# Stated task
Report how many lines of the listing contain the word "plant", treating case as significant. Give only the number.

Items listed in a dataset
○ ○ ○ ○ ○ ○ ○

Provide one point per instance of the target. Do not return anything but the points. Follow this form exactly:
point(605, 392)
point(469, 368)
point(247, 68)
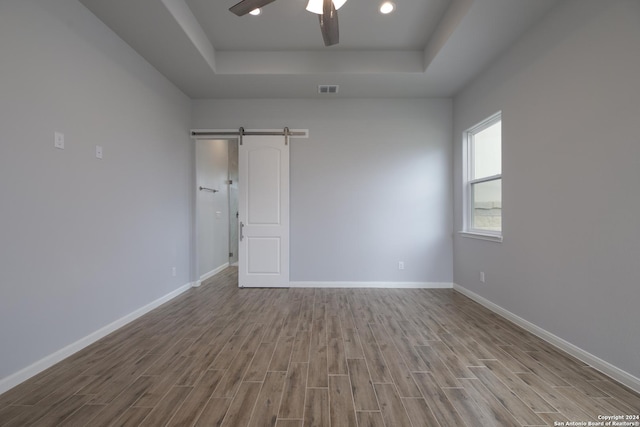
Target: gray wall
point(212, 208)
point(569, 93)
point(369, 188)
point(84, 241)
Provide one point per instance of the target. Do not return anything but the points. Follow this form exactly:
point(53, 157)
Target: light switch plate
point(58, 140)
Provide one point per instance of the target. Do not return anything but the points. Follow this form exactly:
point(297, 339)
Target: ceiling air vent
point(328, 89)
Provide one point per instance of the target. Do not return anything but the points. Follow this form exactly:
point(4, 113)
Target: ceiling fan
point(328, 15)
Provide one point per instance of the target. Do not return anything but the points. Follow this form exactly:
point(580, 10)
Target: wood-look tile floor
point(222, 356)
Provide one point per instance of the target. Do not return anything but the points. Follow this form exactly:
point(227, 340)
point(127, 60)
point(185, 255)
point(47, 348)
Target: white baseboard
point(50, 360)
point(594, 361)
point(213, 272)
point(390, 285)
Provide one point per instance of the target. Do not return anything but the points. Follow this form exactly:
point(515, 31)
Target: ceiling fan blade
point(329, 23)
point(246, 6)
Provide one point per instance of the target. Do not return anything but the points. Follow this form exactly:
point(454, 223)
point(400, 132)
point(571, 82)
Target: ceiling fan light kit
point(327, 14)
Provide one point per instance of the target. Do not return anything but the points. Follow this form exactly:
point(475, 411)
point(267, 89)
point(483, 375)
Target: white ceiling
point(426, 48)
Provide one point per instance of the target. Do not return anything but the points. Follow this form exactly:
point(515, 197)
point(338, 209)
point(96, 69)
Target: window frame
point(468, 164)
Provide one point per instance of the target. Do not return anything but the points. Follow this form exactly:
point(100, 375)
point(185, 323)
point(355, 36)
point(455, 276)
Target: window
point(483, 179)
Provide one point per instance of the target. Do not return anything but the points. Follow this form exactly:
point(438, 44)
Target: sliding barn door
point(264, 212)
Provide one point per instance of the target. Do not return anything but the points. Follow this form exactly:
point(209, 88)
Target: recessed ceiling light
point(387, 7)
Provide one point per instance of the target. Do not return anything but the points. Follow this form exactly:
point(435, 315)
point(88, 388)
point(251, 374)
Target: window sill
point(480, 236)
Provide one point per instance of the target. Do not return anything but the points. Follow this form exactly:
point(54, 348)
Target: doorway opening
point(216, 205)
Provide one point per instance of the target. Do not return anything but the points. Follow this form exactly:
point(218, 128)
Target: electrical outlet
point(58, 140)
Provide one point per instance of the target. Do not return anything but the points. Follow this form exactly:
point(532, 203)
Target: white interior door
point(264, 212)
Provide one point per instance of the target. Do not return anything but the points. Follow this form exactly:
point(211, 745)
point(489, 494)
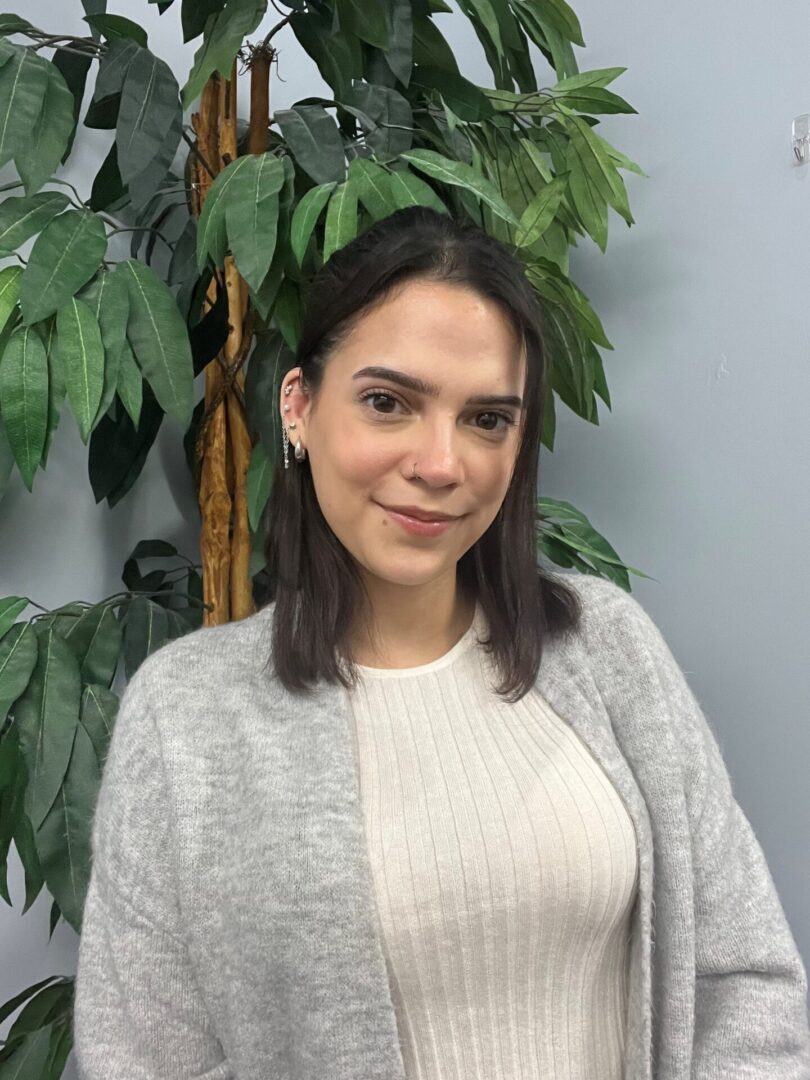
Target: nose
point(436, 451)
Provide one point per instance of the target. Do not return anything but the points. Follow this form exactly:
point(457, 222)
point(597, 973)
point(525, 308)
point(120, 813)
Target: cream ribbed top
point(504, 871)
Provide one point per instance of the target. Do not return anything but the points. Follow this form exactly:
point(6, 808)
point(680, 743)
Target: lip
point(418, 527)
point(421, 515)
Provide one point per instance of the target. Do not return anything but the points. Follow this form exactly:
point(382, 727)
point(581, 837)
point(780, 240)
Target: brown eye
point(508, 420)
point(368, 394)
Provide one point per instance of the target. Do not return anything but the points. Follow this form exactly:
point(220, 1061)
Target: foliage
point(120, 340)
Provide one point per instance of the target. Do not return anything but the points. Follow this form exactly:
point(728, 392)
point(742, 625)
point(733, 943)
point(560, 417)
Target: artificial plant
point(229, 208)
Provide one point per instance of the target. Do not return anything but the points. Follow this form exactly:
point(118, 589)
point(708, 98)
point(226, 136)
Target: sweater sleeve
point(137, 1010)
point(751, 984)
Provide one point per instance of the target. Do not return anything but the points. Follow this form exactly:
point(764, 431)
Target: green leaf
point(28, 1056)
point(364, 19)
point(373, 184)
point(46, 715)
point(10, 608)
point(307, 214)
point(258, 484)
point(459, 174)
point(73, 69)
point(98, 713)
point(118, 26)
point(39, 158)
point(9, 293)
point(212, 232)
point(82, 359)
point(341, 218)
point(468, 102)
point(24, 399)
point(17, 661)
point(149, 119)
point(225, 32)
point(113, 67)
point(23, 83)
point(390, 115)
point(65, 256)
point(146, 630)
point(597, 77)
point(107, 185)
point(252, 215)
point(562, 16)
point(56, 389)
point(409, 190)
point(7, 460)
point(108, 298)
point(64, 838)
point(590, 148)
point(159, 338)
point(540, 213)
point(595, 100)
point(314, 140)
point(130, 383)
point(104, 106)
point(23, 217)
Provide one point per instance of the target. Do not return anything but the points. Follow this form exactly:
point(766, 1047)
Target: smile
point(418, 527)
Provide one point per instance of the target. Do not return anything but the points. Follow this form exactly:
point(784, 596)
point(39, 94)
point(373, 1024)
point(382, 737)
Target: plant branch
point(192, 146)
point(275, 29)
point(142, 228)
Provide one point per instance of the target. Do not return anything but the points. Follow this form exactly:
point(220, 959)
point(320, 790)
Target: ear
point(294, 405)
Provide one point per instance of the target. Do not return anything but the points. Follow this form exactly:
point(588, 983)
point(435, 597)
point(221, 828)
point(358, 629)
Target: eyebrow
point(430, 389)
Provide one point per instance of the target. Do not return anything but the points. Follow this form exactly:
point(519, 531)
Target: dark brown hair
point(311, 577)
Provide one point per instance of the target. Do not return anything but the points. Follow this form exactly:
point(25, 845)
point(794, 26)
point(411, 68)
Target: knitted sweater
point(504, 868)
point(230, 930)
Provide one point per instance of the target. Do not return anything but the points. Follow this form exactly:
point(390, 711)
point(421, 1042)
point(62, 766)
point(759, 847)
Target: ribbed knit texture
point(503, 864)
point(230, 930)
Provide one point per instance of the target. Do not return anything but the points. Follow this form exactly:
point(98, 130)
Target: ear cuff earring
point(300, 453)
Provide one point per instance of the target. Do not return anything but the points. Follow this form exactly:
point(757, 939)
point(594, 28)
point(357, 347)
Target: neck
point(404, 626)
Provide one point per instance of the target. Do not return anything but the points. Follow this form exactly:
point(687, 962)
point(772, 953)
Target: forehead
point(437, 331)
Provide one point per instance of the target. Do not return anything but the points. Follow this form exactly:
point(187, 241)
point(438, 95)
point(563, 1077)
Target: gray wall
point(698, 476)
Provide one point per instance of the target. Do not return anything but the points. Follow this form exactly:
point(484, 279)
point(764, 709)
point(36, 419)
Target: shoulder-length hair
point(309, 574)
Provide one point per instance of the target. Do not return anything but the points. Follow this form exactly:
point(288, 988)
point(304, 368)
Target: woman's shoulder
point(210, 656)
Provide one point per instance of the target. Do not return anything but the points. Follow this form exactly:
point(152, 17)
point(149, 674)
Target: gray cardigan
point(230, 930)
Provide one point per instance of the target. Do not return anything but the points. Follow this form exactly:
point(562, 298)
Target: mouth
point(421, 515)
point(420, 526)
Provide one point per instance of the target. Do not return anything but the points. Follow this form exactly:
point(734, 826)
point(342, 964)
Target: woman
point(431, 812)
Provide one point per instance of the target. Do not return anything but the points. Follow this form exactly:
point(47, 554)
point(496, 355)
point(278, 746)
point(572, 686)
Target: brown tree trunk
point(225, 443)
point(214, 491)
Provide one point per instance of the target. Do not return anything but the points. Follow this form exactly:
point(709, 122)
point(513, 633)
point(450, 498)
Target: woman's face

○ ○ ○ ○ ○ ○ ○

# The answer
2